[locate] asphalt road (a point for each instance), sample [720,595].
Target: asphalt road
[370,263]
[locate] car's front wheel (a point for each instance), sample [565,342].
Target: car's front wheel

__WORK REQUIRED__
Extract each line from the listing above, please, and repeat it exactly.

__ANSWER SPACE__
[locate] asphalt road (a point for each instance), sample [720,595].
Target: asphalt road
[370,263]
[locate] car's front wheel (a point for each instance), sample [565,342].
Target: car's front wheel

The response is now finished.